-- Begin Record list --
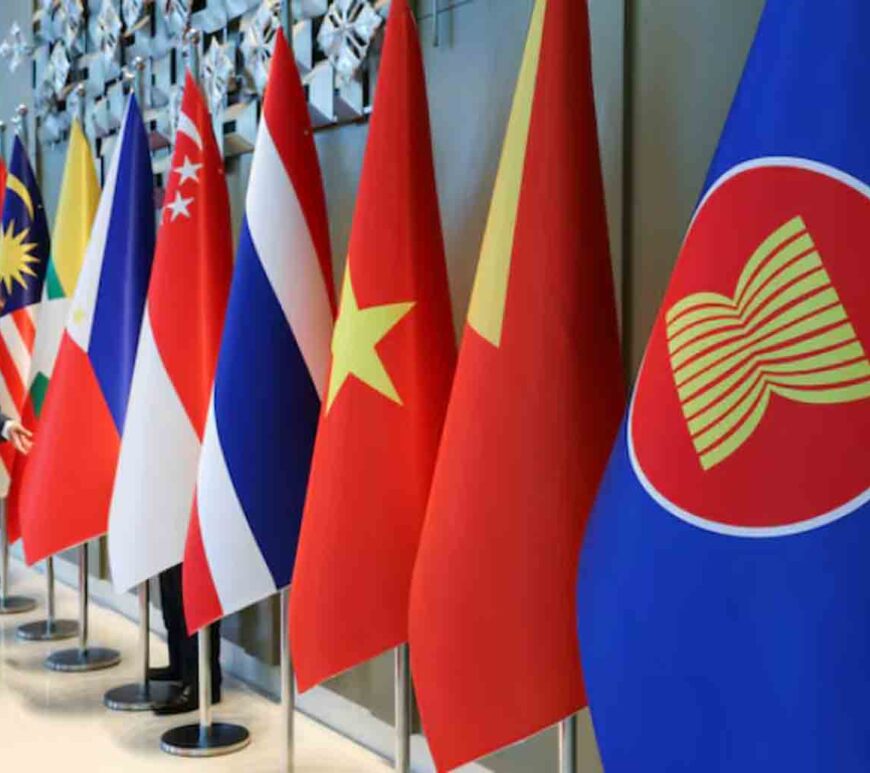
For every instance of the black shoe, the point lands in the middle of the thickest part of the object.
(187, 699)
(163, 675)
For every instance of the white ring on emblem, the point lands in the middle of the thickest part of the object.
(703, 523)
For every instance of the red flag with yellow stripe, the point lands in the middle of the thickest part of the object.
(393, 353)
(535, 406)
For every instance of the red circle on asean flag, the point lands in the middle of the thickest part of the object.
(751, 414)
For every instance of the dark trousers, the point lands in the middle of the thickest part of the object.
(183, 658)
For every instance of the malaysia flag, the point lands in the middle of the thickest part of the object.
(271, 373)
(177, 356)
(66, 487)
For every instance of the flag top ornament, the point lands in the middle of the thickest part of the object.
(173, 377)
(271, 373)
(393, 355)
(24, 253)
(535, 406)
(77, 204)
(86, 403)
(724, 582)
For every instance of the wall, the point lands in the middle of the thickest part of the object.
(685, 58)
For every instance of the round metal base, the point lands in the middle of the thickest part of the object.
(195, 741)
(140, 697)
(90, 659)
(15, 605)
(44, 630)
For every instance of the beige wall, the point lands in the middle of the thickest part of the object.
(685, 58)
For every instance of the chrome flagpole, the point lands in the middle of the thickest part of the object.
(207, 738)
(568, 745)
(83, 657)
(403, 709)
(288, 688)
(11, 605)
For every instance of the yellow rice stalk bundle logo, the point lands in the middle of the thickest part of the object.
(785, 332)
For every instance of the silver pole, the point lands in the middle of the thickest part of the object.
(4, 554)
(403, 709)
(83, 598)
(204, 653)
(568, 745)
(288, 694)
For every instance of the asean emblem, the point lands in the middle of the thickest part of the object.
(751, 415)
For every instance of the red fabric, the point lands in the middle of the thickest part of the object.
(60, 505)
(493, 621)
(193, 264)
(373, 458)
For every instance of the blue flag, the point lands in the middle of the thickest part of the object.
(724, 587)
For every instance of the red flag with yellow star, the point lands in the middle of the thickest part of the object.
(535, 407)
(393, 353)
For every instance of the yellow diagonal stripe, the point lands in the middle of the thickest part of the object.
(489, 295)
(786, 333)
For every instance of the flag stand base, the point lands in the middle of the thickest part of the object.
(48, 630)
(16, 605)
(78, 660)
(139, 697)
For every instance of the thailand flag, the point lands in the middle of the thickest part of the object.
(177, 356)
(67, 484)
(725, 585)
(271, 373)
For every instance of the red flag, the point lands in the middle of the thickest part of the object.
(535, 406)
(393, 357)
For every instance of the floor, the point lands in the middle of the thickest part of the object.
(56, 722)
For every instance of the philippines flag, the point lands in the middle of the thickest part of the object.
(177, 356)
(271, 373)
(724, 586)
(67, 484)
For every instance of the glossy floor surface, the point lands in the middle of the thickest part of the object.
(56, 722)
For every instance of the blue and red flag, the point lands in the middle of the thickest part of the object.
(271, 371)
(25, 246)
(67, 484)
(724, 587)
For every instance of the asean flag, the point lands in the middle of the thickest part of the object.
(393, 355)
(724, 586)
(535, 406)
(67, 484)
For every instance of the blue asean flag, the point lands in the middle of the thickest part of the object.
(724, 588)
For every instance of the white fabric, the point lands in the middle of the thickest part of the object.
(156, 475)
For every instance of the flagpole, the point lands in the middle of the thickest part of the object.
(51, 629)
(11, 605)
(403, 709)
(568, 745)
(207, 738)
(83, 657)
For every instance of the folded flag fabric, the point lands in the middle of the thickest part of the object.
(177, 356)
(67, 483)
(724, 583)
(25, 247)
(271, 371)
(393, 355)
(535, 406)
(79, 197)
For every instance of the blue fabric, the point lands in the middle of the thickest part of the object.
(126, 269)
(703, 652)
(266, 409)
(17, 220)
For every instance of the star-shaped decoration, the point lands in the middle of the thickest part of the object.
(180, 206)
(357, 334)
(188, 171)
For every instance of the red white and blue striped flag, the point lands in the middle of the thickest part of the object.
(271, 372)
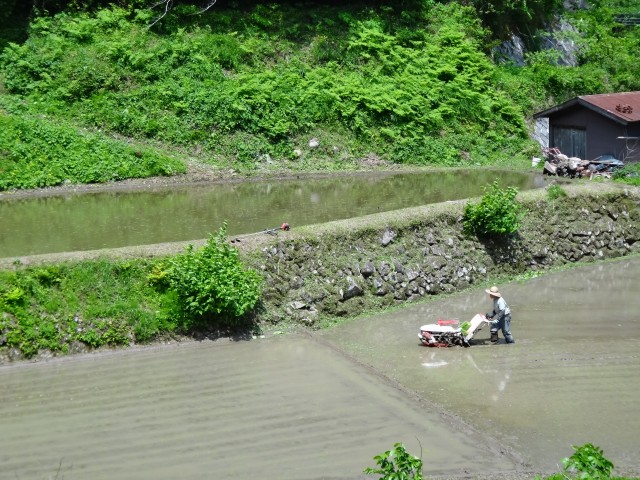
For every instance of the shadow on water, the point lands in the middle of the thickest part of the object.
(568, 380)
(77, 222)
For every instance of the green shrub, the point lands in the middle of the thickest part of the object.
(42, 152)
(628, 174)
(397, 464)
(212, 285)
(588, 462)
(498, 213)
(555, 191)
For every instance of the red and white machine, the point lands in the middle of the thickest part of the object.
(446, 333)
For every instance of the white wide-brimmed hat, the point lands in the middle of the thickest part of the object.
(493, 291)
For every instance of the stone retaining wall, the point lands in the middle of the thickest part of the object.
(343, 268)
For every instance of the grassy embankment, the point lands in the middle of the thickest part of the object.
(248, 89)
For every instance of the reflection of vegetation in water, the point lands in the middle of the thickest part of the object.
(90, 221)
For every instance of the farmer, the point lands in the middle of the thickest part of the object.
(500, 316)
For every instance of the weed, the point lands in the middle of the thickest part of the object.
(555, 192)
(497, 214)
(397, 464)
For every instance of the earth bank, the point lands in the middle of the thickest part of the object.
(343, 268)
-- End Record list --
● Problem description: Repeat every line of the entries above word for word, omitting the pictures.

● Task solution:
For every instance of the black shoe, the point lands in the middle of the thickest part of the object.
(187, 699)
(163, 675)
For every instance of the white ring on emblem, the point lands in the middle of the thickest part of the object.
(703, 523)
For every instance of the red flag with yellow stripe, the point lands in the middle of the thickest part of the object.
(393, 353)
(535, 406)
For every instance of the red circle on asean flag, the point lands in the middle of the thickest part of the object.
(751, 414)
For every instance of the dark trousers, the point lands in the middle of the thickest part of the object.
(183, 658)
For every instance of the malaysia flag, the point lands in the middle of the thickest part of the object.
(271, 373)
(177, 356)
(66, 487)
For every instance of the flag top ornament, the point lands in the middle of the thickest part of the object.
(173, 377)
(271, 373)
(393, 355)
(24, 253)
(535, 406)
(77, 204)
(86, 403)
(724, 582)
For every instance of the wall, the point lands in the middle of the thickest part of the object.
(685, 58)
For every instance of the round metal base, the point lands in the middle of the thickest part of the object.
(195, 741)
(140, 697)
(90, 659)
(15, 605)
(44, 630)
For every instance of the beige wall, the point lands in the middle of the thickest part of the object.
(685, 58)
For every instance of the chrome flagpole, the point lands in the middle of the thickest part of the object.
(207, 738)
(568, 745)
(83, 657)
(403, 709)
(288, 688)
(11, 605)
For every instance of the yellow rice stalk bundle logo, the point lands in the middle of the thickest part of the object.
(785, 332)
For every instance of the silver pole, the point lands in the middle of the thickest part of the object.
(4, 554)
(403, 709)
(83, 598)
(204, 653)
(568, 745)
(288, 694)
For every instance of the asean emblem, the point lands in the middle of the thickest part of the object.
(751, 415)
For every instance of the red fabric, the point lands in the middle of the thickest part of the object.
(60, 505)
(493, 621)
(193, 264)
(373, 458)
For every instance of the blue flag, the point lands in the middle of the thickest part of the object.
(724, 587)
For every instance of the red flag with yellow star, the point lands in the middle of the thickest part of the object.
(535, 407)
(393, 353)
For every instance of the yellow diagonal stripe, the point lands in the middle of the thickest part of the object.
(489, 295)
(786, 333)
For every instance of the flag stand base, the point lands in the middle of the thickest part of the object.
(48, 630)
(16, 605)
(78, 660)
(139, 697)
For every instance of the thailand flag, the point lands in the middle of the thickest part of the object.
(177, 356)
(67, 484)
(725, 585)
(271, 373)
For every instance of the red flag, the point lands in the middle of the thickest part of the object.
(535, 406)
(393, 357)
For every instance of the floor, the point lands in the middle of the thickest part of the object.
(56, 722)
For every instance of the philippines flag, the point lands in the middle of the thickest part of the object.
(177, 356)
(271, 373)
(724, 586)
(67, 484)
For every instance of the glossy floor surface, the point lands in the middle of the thickest part of the object.
(56, 722)
For every instance of the blue and red flag, the point lands in the middle of the thickest part of the object.
(271, 371)
(25, 246)
(67, 484)
(724, 587)
For every instance of the asean flag, the point lands in the middle of the thickest part of the object.
(393, 355)
(724, 586)
(535, 406)
(67, 484)
For every instance of the blue asean flag, the point lands in the middle of the thickest part of the object.
(724, 588)
For every instance of the white fabric, the point lands in the middle of the thickest part of the object.
(156, 475)
For every instance of the flagpole, the point lands in the middle of the thickest part of the object.
(51, 629)
(11, 605)
(403, 709)
(568, 745)
(207, 738)
(83, 657)
For every instance of the folded flag fabric, the point lands in the middle of the thickest part of the object.
(177, 356)
(67, 483)
(724, 583)
(25, 247)
(271, 371)
(393, 355)
(535, 406)
(79, 197)
For every instance of the blue fabric, the point lands in the middle of the thickest part of the object.
(126, 269)
(703, 652)
(266, 409)
(17, 220)
For every instance of the star-shaped decoration, the point lands in the middle of the thickest part of the object.
(180, 206)
(357, 334)
(188, 171)
For every instance of the red white and blue striped flag, the point lands in the middle of the thickest part of the object.
(271, 372)
For every instance of the shadow on water, the point lands in the middle of the thickest part of the object.
(568, 380)
(77, 222)
For every instance of the green shrub, the point lands in the middle of the thickest part of the object.
(42, 152)
(628, 174)
(397, 464)
(212, 285)
(588, 462)
(498, 213)
(555, 191)
For every instance of the red and white machine, the point lands in the middle of the thickest part of the object.
(446, 333)
For every instance of the white wide-brimmed hat, the point lands in the middle of the thickest part of the object.
(493, 291)
For every instance of the stone retaining wall, the point lands in the middle of the thickest part of the object.
(343, 268)
For every instance of the grassy embankment, the point lands in the middle of the thickest part of the object.
(248, 89)
For every instance of the reflection of vegetation in water, the point lands in the middle of the thickest part of the object.
(90, 221)
For every instance of the farmer, the point lands in the middle of the thickest part of the object.
(500, 316)
For every instance of the weed, the point lands in the middle of the thickest part of the object.
(555, 192)
(497, 214)
(397, 464)
For every instance of the earth bank, the point lands in the middle of the thickest part of the object.
(343, 268)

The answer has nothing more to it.